Work to be completed:
After locating the line with "Point out each adult dog's black", reproduce that line and every one following it exactly, up to the end of the entries.
══════
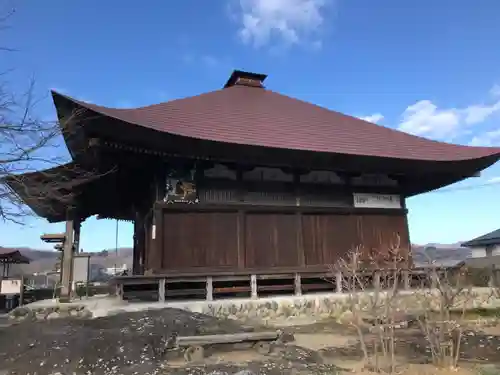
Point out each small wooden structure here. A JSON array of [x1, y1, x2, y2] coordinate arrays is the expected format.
[[0, 249, 29, 310], [5, 70, 500, 300], [0, 249, 30, 278]]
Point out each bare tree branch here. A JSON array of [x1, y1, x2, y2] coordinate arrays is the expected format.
[[0, 9, 108, 223]]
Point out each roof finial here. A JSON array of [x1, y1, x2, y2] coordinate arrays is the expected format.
[[224, 70, 267, 89]]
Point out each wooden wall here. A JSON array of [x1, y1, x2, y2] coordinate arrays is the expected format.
[[147, 208, 411, 273]]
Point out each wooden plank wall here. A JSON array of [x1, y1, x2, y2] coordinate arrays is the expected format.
[[149, 209, 410, 273]]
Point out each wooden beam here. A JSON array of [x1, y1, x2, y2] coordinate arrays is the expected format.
[[176, 331, 279, 347], [40, 233, 66, 243], [157, 202, 408, 216], [59, 217, 75, 302]]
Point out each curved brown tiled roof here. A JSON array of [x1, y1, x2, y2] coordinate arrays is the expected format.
[[0, 248, 30, 264], [52, 71, 500, 162]]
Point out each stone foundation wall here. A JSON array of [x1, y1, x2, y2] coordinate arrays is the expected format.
[[9, 303, 92, 322], [8, 288, 500, 324], [177, 288, 500, 324]]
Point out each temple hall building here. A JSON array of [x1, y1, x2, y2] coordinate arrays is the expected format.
[[6, 70, 500, 300]]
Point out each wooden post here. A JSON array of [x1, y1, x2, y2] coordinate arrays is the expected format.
[[115, 283, 124, 300], [489, 265, 496, 287], [431, 272, 438, 289], [236, 210, 245, 269], [336, 271, 342, 293], [250, 274, 258, 299], [158, 278, 166, 302], [294, 273, 302, 296], [206, 276, 213, 301], [373, 271, 381, 290], [19, 275, 24, 306], [132, 215, 140, 275], [73, 220, 81, 253], [60, 217, 75, 302], [403, 270, 410, 290]]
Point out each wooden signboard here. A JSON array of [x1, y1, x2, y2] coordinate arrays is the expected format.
[[73, 254, 91, 283], [353, 193, 402, 209], [0, 278, 23, 295]]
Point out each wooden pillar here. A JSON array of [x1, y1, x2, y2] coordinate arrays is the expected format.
[[147, 206, 163, 274], [132, 214, 141, 275], [294, 273, 302, 296], [373, 270, 381, 290], [115, 283, 124, 300], [402, 270, 410, 290], [250, 275, 258, 299], [206, 276, 213, 301], [336, 271, 343, 293], [431, 271, 438, 289], [140, 217, 148, 274], [73, 220, 81, 253], [158, 278, 166, 302], [236, 210, 245, 269], [60, 217, 75, 302], [293, 170, 305, 268]]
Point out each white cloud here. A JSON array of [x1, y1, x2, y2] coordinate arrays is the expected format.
[[181, 53, 194, 64], [490, 84, 500, 97], [200, 55, 219, 67], [397, 94, 500, 141], [359, 113, 384, 124], [398, 100, 461, 139], [181, 53, 228, 69], [469, 128, 500, 146], [231, 0, 330, 47], [463, 102, 500, 125], [486, 176, 500, 184]]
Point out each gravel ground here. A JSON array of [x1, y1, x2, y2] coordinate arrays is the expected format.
[[5, 307, 500, 375], [0, 308, 341, 375], [0, 308, 245, 375]]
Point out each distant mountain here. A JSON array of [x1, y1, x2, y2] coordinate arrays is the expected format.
[[411, 244, 471, 267], [0, 246, 133, 276], [1, 244, 472, 275]]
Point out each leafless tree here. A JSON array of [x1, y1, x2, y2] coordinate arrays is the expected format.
[[0, 9, 105, 223], [331, 238, 408, 373], [414, 259, 475, 368]]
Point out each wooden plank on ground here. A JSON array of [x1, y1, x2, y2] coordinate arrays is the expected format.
[[176, 331, 279, 347]]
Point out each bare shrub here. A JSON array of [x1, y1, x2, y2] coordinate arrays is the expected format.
[[331, 237, 408, 373], [414, 261, 474, 368]]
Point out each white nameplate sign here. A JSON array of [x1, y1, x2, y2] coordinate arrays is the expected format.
[[0, 278, 23, 295], [353, 193, 401, 209]]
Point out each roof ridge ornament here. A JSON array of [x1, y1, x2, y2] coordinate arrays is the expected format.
[[224, 70, 267, 89]]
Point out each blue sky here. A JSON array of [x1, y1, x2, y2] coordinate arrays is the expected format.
[[1, 0, 500, 251]]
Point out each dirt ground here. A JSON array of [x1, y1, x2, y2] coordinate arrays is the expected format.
[[1, 308, 500, 375]]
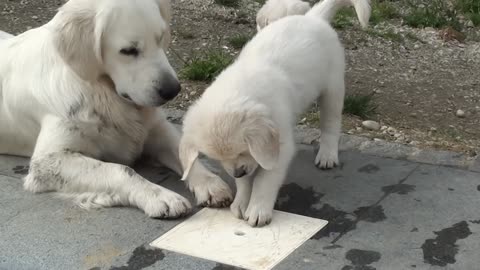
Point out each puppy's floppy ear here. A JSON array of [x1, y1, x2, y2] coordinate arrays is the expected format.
[[244, 111, 280, 170], [53, 3, 106, 78], [153, 0, 172, 48], [179, 137, 199, 181]]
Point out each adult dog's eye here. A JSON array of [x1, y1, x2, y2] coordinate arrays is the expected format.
[[120, 47, 139, 57]]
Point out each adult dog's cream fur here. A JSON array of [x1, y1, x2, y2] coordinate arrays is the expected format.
[[180, 0, 371, 226], [256, 0, 371, 31], [0, 0, 233, 218]]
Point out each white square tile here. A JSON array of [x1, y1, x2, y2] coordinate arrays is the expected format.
[[150, 208, 328, 270]]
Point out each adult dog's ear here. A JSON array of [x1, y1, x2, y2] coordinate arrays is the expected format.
[[154, 0, 172, 48], [244, 111, 280, 170], [53, 3, 106, 79], [179, 137, 199, 181]]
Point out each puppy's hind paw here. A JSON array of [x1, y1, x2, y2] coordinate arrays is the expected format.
[[314, 149, 339, 170], [188, 175, 233, 208]]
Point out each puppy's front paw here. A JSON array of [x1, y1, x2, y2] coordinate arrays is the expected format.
[[314, 147, 339, 169], [142, 188, 191, 218], [188, 175, 233, 208], [230, 194, 249, 219], [244, 203, 273, 227]]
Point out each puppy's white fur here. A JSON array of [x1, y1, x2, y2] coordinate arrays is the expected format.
[[256, 0, 311, 31], [180, 0, 371, 226], [256, 0, 371, 31], [0, 0, 232, 218]]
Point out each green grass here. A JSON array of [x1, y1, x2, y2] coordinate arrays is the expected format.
[[228, 34, 252, 49], [404, 0, 461, 30], [370, 1, 399, 25], [456, 0, 480, 26], [181, 51, 233, 82], [214, 0, 240, 7], [332, 7, 355, 29], [343, 93, 378, 119]]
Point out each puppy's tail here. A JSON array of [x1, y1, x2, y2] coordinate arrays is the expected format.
[[306, 0, 371, 29]]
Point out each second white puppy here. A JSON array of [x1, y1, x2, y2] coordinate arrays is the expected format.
[[256, 0, 371, 31], [180, 0, 371, 227], [256, 0, 311, 31]]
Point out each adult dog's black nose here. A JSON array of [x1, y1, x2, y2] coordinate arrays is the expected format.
[[157, 75, 181, 101], [234, 167, 247, 178]]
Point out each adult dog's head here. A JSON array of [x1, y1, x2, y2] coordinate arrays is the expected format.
[[53, 0, 180, 107], [179, 101, 280, 180]]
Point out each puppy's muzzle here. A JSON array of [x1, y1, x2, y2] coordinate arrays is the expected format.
[[233, 167, 247, 178], [156, 74, 181, 101]]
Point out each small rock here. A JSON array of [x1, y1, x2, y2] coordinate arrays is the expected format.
[[430, 127, 437, 132], [362, 120, 381, 131], [381, 125, 388, 131], [456, 109, 466, 118], [356, 127, 363, 131], [466, 20, 474, 28], [387, 127, 397, 136], [347, 129, 355, 135], [414, 44, 420, 49], [31, 15, 38, 19], [410, 141, 419, 146], [373, 138, 383, 142]]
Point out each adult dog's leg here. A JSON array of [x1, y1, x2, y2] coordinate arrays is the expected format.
[[230, 176, 253, 219], [24, 116, 191, 218], [315, 75, 345, 169], [244, 137, 296, 227], [144, 111, 233, 207]]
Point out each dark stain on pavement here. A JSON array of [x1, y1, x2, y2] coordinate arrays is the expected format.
[[110, 246, 165, 270], [470, 220, 480, 224], [12, 165, 29, 175], [212, 263, 245, 270], [324, 244, 343, 250], [342, 249, 381, 270], [421, 221, 472, 266], [358, 164, 380, 174], [382, 183, 416, 195], [354, 205, 386, 223], [275, 183, 356, 239], [477, 185, 480, 191]]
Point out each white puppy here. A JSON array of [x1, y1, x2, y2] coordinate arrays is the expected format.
[[256, 0, 311, 31], [0, 0, 233, 218], [256, 0, 371, 31], [179, 0, 371, 226], [0, 30, 13, 40]]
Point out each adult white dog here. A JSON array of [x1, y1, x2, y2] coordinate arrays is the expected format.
[[179, 0, 371, 226], [0, 0, 233, 218], [256, 0, 370, 31]]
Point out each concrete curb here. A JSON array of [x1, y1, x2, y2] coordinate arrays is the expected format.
[[164, 108, 480, 173]]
══════
Answer below:
Point out each adult dog's black nose here. A JSON array of [x1, y1, x2, y2] coordinate arrays is the expected format.
[[157, 75, 181, 101], [234, 167, 247, 178]]
Point out each adult dog's head here. A JSON array of [x1, y1, x2, y2] coordinate arrays is the expected format.
[[53, 0, 180, 107], [179, 101, 280, 180]]
Point out each puppy's muzzle here. A JSON array of [x1, y1, x2, y2] coordinate arrays is the expected format.
[[233, 167, 247, 178], [156, 74, 181, 101]]
Point out each small rock here. A JSON array of [x1, y1, x2, y2] coordinate arrays is the expected format.
[[430, 127, 437, 132], [362, 120, 381, 131], [381, 125, 388, 131], [456, 109, 466, 118], [356, 127, 363, 131], [466, 20, 474, 28], [387, 127, 397, 136], [347, 129, 355, 135], [414, 44, 420, 49], [31, 15, 38, 19], [410, 141, 419, 146], [373, 138, 383, 142]]
Point out each adult dog's leg here. A JSON array of [x1, y1, x2, y2] coordinate arrays is the expected format.
[[230, 176, 253, 219], [24, 116, 191, 218], [315, 75, 345, 169], [244, 137, 296, 227], [144, 111, 233, 207]]
Point out each dark stain on pavement here. A JSON array of [x1, y1, x2, y2] coordinate arrays is the expected format.
[[110, 246, 165, 270], [470, 220, 480, 224], [12, 165, 29, 175], [212, 263, 245, 270], [324, 244, 343, 250], [342, 249, 381, 270], [421, 221, 472, 266], [358, 164, 380, 174], [382, 183, 416, 195], [354, 205, 386, 223], [275, 183, 356, 239], [477, 185, 480, 191]]
Point out each white puppy here. A JSON array of [x1, y1, x2, y2] coordinate arrays is the expected format.
[[256, 0, 311, 31], [0, 0, 233, 218], [256, 0, 371, 31], [179, 0, 371, 226], [0, 30, 13, 40]]
Point out each adult white dog here. A JSON array of [x1, y1, x2, y2] coordinate arrays is the expected format.
[[179, 0, 371, 226], [0, 0, 233, 218], [256, 0, 370, 31]]
Point out each concrete curb here. A JSON array of [x1, y1, x2, y2] coordinate arrays is the expected format.
[[164, 108, 480, 173]]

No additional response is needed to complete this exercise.